* _PROVIDED PASSAGE_
******************************

Dapper Don Draper seemed unfazed by the flash bulbs popping mere inches away from his face while, a heartbeat away, Peggy Olson, resplendent in an ankle-length silver cocktail dress, smiled a smile so bright it lit up everyone around her.
All around, ice clinked in glasses in the stiff chill of a January evening in Southern California. Betty Draper appeared briefly, a thin smile flashing across her face, and then she left just as quickly. Nearby, Roger Sterling and Joan Harris held court, surrounded by eager listeners. The sound of civilized conversation swirled against a backdrop of mojitos and rum, and for a moment there, it was possible to imagine one had stepped back in time, to Hollywood’s classic age when Andy Williams serenaded listeners on AM radio with Can’t Get Used to Losing You, Bobby Darin sang You’re the Reason I’m Living and Eydie Gorme chose to Blame It on the Bossa Nova.
Except of course that this was 2012, not 1963, and that was not Don Draper but rather Jon Hamm, the man who plays Draper on TV in Mad Men. A small banner unfurled across the Viennese Terrace of Pasadena’s Langham Huntington Hotel proclaimed “Envy is back March 25,” with the “envy” and “March” in orange and “back” and “25” in black. Just feet away from Hamm, Elisabeth Moss could not stop smiling: The 29-year-old Emmy nominee was like a teenager again, her voice bubbling over in a frenzy of words while, nearby, John Slattery (who plays Roger) and Christina Hendricks (who plays Joan) held court with a kind of old-world sophistication.
Matthew “Matt” Weiner, Mad Men’s creator, executive producer and head writer, has a reputation for being a controlling and stern taskmaster but on this night he was visibly relaxed — humble even — as he worked the crowd, sparing time for a visiting reporter from Canada.
“I never thought we’d go past the pilot,” Weiner said, in a moment of quiet reflection. “The idea that we’re finishing season five in 48 hours is just . . . it blows my mind. It blows my mind that people know what it is. So, for me, I just want to keep it entertaining, keep it fresh. We’re all pushing ourselves. These incredible actors. I’ve watched this little girl grow up. I’ve watched a lot of my cast grow up. I was bald when I met them, and I’m still bald now, so nothing happened to me — but that’s really where it is. I feel blessed.”

******************************

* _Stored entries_
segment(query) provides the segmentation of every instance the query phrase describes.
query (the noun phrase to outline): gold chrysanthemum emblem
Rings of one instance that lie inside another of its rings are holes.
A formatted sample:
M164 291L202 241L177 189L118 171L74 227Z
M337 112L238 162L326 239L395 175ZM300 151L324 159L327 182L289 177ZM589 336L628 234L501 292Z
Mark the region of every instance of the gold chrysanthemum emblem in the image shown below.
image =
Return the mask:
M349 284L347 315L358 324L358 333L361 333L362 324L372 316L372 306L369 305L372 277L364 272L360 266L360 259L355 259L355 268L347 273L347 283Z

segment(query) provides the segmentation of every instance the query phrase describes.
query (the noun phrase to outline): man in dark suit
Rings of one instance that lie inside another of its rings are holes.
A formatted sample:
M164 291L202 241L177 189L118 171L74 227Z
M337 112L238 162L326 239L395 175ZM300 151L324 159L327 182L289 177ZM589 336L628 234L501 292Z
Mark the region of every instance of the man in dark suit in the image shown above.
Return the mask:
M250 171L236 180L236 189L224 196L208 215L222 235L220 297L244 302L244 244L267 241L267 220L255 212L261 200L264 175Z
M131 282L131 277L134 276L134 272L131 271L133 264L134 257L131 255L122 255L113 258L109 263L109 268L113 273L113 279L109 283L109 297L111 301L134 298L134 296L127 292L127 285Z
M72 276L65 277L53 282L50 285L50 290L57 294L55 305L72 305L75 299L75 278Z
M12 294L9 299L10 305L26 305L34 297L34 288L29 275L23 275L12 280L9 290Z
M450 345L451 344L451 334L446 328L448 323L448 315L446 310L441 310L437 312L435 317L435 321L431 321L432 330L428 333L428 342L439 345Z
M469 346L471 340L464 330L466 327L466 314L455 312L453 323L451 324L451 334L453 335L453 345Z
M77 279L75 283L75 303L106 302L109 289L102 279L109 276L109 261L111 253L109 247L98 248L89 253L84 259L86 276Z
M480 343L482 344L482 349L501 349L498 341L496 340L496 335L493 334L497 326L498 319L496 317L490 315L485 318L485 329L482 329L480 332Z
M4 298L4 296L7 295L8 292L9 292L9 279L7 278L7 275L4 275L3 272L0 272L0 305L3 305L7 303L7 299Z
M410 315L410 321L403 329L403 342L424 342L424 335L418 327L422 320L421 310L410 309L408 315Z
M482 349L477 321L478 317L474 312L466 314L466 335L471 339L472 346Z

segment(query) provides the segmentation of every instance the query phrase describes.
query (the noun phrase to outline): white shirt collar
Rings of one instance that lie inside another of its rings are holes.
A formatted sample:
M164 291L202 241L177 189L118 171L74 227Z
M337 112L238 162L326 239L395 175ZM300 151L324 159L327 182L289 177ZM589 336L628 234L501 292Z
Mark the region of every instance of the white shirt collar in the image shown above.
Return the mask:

******************************

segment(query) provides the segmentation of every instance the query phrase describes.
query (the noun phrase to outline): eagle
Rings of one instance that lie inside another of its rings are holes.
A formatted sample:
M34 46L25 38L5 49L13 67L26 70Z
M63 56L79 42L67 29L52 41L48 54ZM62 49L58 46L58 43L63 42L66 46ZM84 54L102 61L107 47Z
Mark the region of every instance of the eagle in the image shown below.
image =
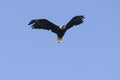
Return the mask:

******************************

* _EXERCISE INSTRUCTIONS_
Answer these questions using the passage about the Mad Men gathering:
(a) Where was the small banner unfurled?
(b) Which words on the banner were in orange?
(c) According to Weiner, how soon would they be finishing season five?

* _FULL OUTPUT_
(a) Across the Viennese Terrace of Pasadena's Langham Huntington Hotel
(b) "Envy" and "March"
(c) In 48 hours